Une après-midi de libre, les beaux jours qui font leur retour timide, une envie de balade muséale agrémentée d’un thé et d’un macaron servis au café … Voilà un contexte bien approprié pour décider d’aller errer dans l’écrin XIXe du Petit Palais.

 

Malette de peintre et dispositifs de médiation divers © Emeline Larroudé

 

Sous la hauteur des plafonds peints dans un style fin de siècle, c’est moins l’écrasement d’une architecture monumentale que l’apaisement devant des figures lascives aux colorations douces qui s’opère. Moi, primo visiteur ? Que nenni. Devant cette magnificence, difficile de rester impassible, si bien que s’y rendre devient presque régulier. Et pourtant ! Voilà que cet établissement si souvent arpenté arrive encore à me surprendre. Dans une partie des galeries longeant les jardins fleuris se déploient des expositions temporaires. J’ai eu le loisir d’apprendre, une fois traversé le pont depuis les Invalides, que du 6 février au 13 mai 2018 se tient Les Hollandais à Paris, 1789-1914. Ma foi, un témoignage des échanges artistiques fréquents et souvent emblématiques des artistes peut être enrichissant. D’autant plus que l’affiche mentionne Van Gogh et Mondrian. Si l’un me laisse perplexe, l’autre m’éblouit par sa touche, et la mention de ces personnalités aux styles hétérogènes trahit déjà la richesse du contenu développé. De fait, j’ai rarement été déçu par une des expositions proposées par ce musée municipal Beaux-Arts. C’est alors le pas léger et l’estomac presque vide que je m’avance un peu nonchalant vers les espaces dédiés après avoir pris mon billet. Je salue l’agent de surveillance, je m’imprègne du sujet en parcourant l’introduction, je papillonne sous la verrière de chefs-d’œuvre et continue mon chemin de salle en salle, m’arrêtant ci et là lorsque mon regard se trouve inexplicablement attiré par une composition élancée ou des couleurs vives.

*Consignes à suivre:*
1. Indiquez les dates de l'exposition Les Hollandais à Paris, 1789-1914 selon le texte sur le Petit Palais.
2. Reformulez de façon plus concise le paragraphe du texte sur le Petit Palais qui commence par « Sous la hauteur des plafonds » en conservant ses faits essentiels.
3. Transcrivez un passage du texte sur le Petit Palais en commençant aux mots « Une après-midi de » et en vous arrêtant après « du Petit Palais. ».

*Données:*
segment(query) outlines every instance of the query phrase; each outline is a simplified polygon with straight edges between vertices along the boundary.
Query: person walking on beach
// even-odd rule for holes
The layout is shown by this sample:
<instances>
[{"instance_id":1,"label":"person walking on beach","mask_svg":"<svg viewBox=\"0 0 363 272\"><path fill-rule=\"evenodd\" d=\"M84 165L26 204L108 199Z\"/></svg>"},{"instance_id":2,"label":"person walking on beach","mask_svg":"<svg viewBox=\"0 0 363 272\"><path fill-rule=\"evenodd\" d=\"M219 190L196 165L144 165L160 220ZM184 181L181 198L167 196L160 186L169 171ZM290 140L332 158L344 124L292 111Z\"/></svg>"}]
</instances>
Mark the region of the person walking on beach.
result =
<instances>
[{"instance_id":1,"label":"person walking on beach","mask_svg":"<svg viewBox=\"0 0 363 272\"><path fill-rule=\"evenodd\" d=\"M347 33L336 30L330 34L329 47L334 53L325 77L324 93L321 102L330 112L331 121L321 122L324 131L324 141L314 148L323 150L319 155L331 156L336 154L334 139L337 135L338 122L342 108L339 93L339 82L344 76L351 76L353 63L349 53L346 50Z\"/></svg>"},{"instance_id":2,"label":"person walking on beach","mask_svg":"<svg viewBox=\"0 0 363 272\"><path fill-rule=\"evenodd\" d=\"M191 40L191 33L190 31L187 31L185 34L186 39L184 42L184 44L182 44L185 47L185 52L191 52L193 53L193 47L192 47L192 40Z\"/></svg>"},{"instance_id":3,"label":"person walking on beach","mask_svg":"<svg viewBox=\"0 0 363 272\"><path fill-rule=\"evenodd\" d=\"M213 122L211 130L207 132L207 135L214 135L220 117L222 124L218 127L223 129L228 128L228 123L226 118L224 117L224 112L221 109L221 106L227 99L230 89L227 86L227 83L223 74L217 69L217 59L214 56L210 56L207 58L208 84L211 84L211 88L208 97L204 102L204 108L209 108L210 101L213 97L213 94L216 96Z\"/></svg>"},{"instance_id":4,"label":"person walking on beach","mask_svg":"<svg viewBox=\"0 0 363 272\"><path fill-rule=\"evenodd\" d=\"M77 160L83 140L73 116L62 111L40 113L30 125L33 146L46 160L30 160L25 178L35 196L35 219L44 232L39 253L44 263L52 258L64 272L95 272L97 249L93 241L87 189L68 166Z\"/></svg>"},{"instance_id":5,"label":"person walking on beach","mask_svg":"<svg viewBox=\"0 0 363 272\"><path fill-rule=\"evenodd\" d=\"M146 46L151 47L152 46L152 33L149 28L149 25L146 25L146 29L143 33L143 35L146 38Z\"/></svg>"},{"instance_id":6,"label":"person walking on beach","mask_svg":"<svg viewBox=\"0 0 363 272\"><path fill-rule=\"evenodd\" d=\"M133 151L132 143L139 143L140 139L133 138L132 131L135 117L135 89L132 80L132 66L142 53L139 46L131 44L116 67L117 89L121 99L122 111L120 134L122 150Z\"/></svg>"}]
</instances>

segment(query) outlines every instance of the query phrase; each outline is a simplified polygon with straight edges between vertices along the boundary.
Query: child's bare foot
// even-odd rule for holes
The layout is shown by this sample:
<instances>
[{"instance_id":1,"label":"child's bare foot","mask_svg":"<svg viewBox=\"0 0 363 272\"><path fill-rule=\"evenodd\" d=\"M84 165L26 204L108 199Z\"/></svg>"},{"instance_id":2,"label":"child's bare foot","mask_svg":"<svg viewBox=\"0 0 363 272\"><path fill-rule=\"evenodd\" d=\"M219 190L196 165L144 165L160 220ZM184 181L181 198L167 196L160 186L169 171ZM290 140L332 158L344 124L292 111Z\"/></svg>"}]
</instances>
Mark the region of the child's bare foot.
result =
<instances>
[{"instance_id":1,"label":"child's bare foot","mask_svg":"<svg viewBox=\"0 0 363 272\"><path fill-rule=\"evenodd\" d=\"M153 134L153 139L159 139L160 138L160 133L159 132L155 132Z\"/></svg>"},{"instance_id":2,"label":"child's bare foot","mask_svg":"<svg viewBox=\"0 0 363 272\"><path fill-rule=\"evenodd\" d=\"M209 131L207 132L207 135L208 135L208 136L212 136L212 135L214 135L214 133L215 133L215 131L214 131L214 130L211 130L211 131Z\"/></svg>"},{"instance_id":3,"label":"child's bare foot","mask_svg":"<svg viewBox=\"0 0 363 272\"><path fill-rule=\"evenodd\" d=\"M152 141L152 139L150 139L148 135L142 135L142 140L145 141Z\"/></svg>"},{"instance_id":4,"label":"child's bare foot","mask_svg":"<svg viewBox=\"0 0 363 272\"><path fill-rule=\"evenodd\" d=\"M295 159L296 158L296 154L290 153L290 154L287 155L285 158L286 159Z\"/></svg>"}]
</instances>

*Réponses:*
1. Du 6 février au 13 mai 2018.

2. Sous les plafonds peints dans un style fin de siècle, les figures aux couleurs douces apaisent plus qu'elles n'écrasent. Je viens presque régulièrement dans ce musée, qui parvient pourtant encore à me surprendre. Dans les galeries longeant les jardins se tient, du 6 février au 13 mai 2018, l'exposition temporaire Les Hollandais à Paris, 1789-1914. Son affiche mentionne Van Gogh et Mondrian, l'un me laissant perplexe et l'autre m'éblouissant. Les expositions de ce musée municipal Beaux-Arts me déçoivent rarement. Après avoir pris mon billet, je lis l'introduction et vais de salle en salle, m'arrêtant devant des compositions élancées ou des couleurs vives.

3.
Une après-midi de libre, les beaux jours qui font leur retour timide, une envie de balade muséale agrémentée d’un thé et d’un macaron servis au café … Voilà un contexte bien approprié pour décider d’aller errer dans l’écrin XIXe du Petit Palais.